- CHALLENGE -
Could you output the rows below as a two-column CSV with the header text,answer, one line for each row? Put each row's text and its answer in one quoted field apiece, with line breaks replaced by spaces.

- INPUT MATERIAL -
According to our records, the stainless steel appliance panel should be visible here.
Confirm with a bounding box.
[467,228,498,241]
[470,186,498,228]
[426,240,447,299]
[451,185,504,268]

- ANSWER TO THIS TASK -
text,answer
"According to our records, the stainless steel appliance panel should be visible here. Confirm with a bounding box.","[467,228,498,241] [470,186,498,228] [426,240,447,299] [451,185,504,268]"